EXERCISE DESCRIPTION:
Rewrite the lines below, from the line with "78L115 76L105 84L90" up to and including the line with "positive clicks: (121, 106)", as a JSON list of strings with one string per line and blank lines left out.

DATA FOR THIS TASK:
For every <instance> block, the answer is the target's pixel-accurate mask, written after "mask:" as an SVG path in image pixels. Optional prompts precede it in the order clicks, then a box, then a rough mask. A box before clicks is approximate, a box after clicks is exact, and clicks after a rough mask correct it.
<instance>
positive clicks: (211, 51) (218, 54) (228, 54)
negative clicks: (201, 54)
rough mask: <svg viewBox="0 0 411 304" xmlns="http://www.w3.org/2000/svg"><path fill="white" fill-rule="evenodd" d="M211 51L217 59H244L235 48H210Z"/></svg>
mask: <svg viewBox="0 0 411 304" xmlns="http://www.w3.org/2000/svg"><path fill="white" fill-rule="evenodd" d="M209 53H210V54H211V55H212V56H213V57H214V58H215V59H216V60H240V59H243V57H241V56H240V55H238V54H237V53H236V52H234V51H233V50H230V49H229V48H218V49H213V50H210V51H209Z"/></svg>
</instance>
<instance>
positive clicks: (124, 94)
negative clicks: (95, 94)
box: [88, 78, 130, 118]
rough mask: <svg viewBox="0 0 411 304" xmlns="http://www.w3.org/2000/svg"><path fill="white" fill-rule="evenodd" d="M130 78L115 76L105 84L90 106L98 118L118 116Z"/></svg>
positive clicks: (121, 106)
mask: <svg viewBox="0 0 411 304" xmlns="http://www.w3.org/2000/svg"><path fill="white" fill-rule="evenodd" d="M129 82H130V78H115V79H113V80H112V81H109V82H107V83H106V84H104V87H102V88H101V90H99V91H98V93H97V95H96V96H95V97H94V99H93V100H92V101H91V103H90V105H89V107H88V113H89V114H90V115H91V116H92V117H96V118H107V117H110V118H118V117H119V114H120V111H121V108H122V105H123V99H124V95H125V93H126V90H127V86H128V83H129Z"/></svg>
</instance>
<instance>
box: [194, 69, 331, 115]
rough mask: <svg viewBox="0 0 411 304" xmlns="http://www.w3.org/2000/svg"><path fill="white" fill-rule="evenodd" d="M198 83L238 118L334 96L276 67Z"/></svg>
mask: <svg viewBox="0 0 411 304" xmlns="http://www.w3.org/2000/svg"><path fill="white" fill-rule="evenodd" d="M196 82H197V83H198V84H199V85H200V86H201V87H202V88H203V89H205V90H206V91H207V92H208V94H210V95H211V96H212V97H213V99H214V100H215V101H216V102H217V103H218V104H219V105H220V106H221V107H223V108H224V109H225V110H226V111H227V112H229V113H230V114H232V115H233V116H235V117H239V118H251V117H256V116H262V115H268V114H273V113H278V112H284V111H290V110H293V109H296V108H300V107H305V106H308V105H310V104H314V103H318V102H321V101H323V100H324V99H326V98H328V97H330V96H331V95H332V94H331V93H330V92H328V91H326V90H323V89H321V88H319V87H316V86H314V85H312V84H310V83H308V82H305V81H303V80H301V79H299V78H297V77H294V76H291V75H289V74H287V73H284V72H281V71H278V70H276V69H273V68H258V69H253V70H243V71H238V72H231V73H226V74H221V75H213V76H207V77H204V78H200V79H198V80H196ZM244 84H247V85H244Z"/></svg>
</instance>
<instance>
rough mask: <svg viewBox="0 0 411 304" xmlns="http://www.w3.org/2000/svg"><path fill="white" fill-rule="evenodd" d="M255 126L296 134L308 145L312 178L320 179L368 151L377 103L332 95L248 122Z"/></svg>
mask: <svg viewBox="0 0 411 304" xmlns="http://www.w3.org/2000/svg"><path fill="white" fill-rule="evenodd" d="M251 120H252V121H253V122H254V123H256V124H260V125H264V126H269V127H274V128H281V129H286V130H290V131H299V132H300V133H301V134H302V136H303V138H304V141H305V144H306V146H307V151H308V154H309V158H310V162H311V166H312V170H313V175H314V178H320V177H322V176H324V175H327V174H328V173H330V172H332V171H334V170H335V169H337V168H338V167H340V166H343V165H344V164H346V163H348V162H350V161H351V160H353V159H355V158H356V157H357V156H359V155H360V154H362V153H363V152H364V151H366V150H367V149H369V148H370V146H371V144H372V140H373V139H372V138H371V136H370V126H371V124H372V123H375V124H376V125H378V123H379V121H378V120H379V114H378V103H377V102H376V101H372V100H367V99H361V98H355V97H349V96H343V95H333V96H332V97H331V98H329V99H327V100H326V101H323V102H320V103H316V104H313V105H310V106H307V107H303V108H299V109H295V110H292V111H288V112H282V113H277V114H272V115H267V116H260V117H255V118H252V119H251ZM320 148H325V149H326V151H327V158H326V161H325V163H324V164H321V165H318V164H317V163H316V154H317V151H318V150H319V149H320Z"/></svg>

RESULT OF THIS EXERCISE:
[
  "rough mask: <svg viewBox=\"0 0 411 304\" xmlns=\"http://www.w3.org/2000/svg\"><path fill=\"white\" fill-rule=\"evenodd\" d=\"M130 78L115 76L105 84L90 106L98 118L118 116Z\"/></svg>",
  "positive clicks: (121, 106)"
]